GIVEN EXERCISE A. In the records below, format the lines starting at the one containing "Task: where can the terracotta" and ending at the one containing "x=184, y=81" as a Markdown table. Use the columns Row and Entry, number each line, and skip any blank lines.

GIVEN PASSAGE.
+ + +
Francisco at Palenque
On Sunday, we woke up at 5:30 (eek!) to go to Palenque, a Mayan archeological site 5 hours north of San Cristóbal. On the way, we stopped to get breakfast in the town of Ocosingo and then saw two beautiful waterfalls (Agua Azul and Misol Ha). When we arrived at Palenque, we found a guide with some of the other people from our bus (one of whom worked at ECOSUR previously!). In one of the crumbling temples, we saw the Tomb of the Red Queen, with a large stone sarcophagus where archaeologists discovered the remains of a woman. The woman had been adorned with jade jewelry and was buried with cinnabar powder (a red pigment). Archaeologists believe that the woman was the mother of Pakal the Great, Palenque’s most influential leader. We also learned from our guide (and guidebook) that December 21, 2012 will mark the end of the first Great Cycle in the ancient Maya calendar, which is a period equivalent to around 5,125 years. Intriguingly, 2012 is also the year when the earth, sun and Milky Way will be aligned in a way that occurs only once every 26,000 years. Predictions have been made that on this day, the world may end. Well, at least if it does I will have graduated from college J Around 4:30 we strolled back to the entrance and after a 5-hour bus ride back through the mountains and valleys of Chiapas, we arrived back in San Cristóbal and got some pizza.
In front of a waterfall (I think this was at Chiflón)
On Monday, Francisco and I woke up early again to go to the caves of Rancho Nuevo and to travel east to see the Lagos de Montebello (Montebello Lakes). The highlight of the day was definitely when we stopped at a waterfall called Chiflon, which had a zip-line over a giant waterfall. Francisco took the plunge over the mist-drenched platform and zoomed over to the other side of the waterfall. Even though I was too afraid to take the plunge myself, it was fun to watch him zipline back. When we reached the lakes, I was impressed by the colors of the water, which ranged from emerald green to indigo. We got some lunch in a small little stand where a woman was making quesadillas made from flor de calabaza. From one of the lakes, we could see the Guatemalan border.
Francisco zip-lining across la Cascada Chiflón
Behind us you can see the Guatemalan border
On Tuesday, Francisco and I went to Cañon del Sumidero, a narrow and deep canyon near Tuxtla Gutiérrez. We got in a boat that took us along the river through the vertical limestone walls, with the highest wall reaching a height of a thousand meters. Our boat guide also pointed out some crocodiles taking a nap on the bank of the river. When we docked, we had some time to walk around the small town of Chiapa de Corzo, where people were celebrating “Dia de los Muertos”. The Day of the Dead is a Mexican holiday in which families gather at local cemeteries to honor loved ones who have died. In the town, there were people in the market buying flowers and we passed several altar displays honoring deceased family members in front of a church. The altars were adorned with flowers, as well as photos of the person and the favorite foods and beverages of the person (we saw marshmallows, peanuts, and Corona beer on one of the altars).
A crocodile at Cañon del Sumidero
Cañon del Sumidero
When we returned to San Cristóbal on Tuesday afternoon, I convinced Francisco to come to salsa class with me at Zirko. Despite being reluctant to join the group of dancers, he picked up the steps and was smiling by the end of the class. After briefly contemplating traveling to Guatemala, we decided to instead take an overnight bus to Puerto Escondido (“Hidden Port”), a beach in the neighboring state of Oaxaca.
+ + +
EXTRACTED ENTRIES.
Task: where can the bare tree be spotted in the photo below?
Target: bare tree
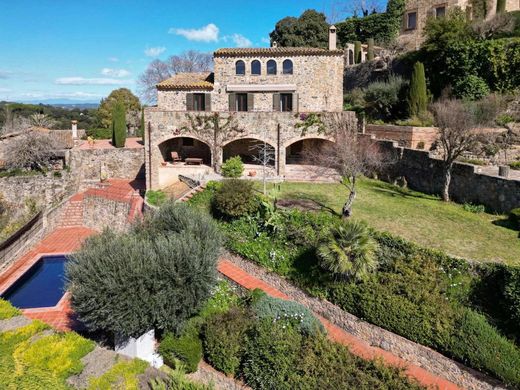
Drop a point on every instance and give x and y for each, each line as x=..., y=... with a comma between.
x=266, y=157
x=158, y=70
x=349, y=157
x=455, y=123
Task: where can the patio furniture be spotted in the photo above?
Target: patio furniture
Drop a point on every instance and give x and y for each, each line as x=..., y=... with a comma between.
x=176, y=157
x=193, y=161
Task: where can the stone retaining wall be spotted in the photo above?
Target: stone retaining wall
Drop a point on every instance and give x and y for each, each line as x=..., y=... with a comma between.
x=417, y=354
x=424, y=173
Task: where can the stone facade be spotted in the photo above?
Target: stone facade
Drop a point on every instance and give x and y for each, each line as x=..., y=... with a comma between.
x=412, y=36
x=278, y=129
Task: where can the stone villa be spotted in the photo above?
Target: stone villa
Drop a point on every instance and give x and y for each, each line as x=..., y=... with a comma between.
x=254, y=95
x=418, y=11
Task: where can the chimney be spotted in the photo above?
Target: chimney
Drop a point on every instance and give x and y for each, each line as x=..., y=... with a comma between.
x=332, y=37
x=74, y=129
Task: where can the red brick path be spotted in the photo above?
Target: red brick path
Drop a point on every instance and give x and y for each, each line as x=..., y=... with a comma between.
x=356, y=345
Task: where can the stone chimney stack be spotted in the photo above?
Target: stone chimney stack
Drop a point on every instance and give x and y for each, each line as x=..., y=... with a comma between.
x=74, y=129
x=332, y=38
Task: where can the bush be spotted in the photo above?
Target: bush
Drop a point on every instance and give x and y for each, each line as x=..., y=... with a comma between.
x=235, y=199
x=155, y=276
x=349, y=251
x=287, y=312
x=476, y=343
x=187, y=348
x=223, y=337
x=514, y=217
x=233, y=167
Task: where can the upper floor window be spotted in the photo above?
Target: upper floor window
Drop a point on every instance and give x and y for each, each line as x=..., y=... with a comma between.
x=287, y=67
x=411, y=21
x=240, y=67
x=440, y=11
x=256, y=67
x=271, y=67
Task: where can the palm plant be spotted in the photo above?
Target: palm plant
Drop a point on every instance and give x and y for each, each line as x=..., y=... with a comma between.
x=349, y=251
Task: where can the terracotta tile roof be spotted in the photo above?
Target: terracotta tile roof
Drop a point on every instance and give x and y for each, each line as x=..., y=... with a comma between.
x=276, y=51
x=184, y=81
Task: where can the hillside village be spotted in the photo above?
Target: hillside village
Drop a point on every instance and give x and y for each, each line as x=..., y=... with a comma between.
x=337, y=209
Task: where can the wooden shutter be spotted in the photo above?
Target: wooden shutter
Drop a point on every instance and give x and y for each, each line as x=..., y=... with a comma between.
x=276, y=102
x=207, y=102
x=250, y=101
x=232, y=102
x=189, y=102
x=295, y=102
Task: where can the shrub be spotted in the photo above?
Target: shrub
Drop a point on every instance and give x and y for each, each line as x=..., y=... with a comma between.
x=187, y=348
x=235, y=199
x=477, y=343
x=233, y=167
x=349, y=251
x=223, y=337
x=156, y=276
x=119, y=124
x=514, y=217
x=287, y=312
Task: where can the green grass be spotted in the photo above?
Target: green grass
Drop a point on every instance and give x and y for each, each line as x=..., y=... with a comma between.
x=421, y=218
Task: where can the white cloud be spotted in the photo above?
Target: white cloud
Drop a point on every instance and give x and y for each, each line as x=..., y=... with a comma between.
x=154, y=51
x=115, y=72
x=207, y=33
x=91, y=81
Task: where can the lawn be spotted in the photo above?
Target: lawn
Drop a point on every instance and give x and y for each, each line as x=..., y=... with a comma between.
x=421, y=218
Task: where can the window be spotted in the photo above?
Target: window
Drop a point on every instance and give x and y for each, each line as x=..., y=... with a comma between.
x=440, y=12
x=241, y=101
x=286, y=101
x=411, y=21
x=256, y=67
x=287, y=67
x=199, y=102
x=240, y=67
x=271, y=67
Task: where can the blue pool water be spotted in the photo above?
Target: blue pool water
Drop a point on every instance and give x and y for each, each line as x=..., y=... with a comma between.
x=42, y=285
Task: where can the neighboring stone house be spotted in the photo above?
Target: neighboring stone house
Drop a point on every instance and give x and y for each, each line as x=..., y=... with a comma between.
x=254, y=95
x=418, y=11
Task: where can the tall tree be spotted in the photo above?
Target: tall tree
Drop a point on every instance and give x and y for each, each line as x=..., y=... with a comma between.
x=309, y=30
x=158, y=70
x=418, y=96
x=119, y=124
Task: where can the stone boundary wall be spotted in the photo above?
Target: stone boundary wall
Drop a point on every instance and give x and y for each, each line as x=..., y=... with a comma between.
x=424, y=173
x=417, y=354
x=407, y=136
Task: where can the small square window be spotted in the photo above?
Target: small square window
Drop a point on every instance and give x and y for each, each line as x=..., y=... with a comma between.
x=440, y=12
x=411, y=21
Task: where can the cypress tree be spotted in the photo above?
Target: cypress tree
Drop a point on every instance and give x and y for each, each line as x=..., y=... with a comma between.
x=370, y=51
x=357, y=52
x=417, y=99
x=119, y=125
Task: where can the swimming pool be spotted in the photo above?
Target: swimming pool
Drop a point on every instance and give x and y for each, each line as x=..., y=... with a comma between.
x=43, y=285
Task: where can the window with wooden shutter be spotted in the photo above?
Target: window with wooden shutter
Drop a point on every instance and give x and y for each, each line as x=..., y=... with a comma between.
x=189, y=102
x=276, y=102
x=250, y=101
x=207, y=101
x=232, y=102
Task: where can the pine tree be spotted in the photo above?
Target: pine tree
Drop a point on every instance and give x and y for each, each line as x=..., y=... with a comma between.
x=119, y=125
x=357, y=52
x=417, y=99
x=370, y=51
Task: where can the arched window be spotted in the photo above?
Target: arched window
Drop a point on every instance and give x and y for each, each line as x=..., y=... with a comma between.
x=271, y=67
x=287, y=67
x=256, y=67
x=240, y=67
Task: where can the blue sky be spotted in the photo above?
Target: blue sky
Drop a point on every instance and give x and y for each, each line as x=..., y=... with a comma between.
x=81, y=50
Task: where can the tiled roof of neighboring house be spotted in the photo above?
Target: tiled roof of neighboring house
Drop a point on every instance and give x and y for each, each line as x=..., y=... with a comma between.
x=183, y=81
x=276, y=51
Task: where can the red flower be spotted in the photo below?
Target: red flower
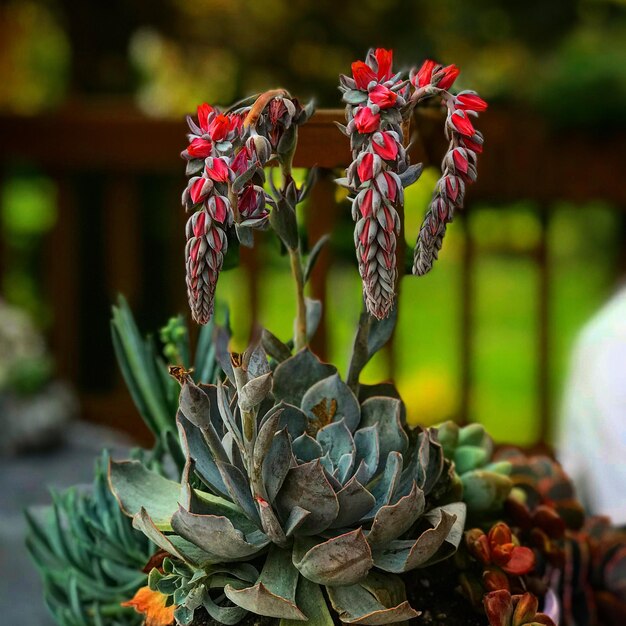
+ + +
GIVEN EXERCISE B. Write out the part of the Chiapas travel post starting at "A crocodile at" and ending at "state of Oaxaca.".

ANSWER A.
| Row | Entry |
|---|---|
| 1 | Task: where can the terracotta tile roof be spotted in the photo above? |
| 2 | Target: terracotta tile roof |
| 3 | Drop a point on every instance and give x and y for each, each line as x=..., y=... with a comma between. |
| 4 | x=276, y=51 |
| 5 | x=184, y=81 |

ANSWER B.
A crocodile at Cañon del Sumidero
Cañon del Sumidero
When we returned to San Cristóbal on Tuesday afternoon, I convinced Francisco to come to salsa class with me at Zirko. Despite being reluctant to join the group of dancers, he picked up the steps and was smiling by the end of the class. After briefly contemplating traveling to Guatemala, we decided to instead take an overnight bus to Puerto Escondido (“Hidden Port”), a beach in the neighboring state of Oaxaca.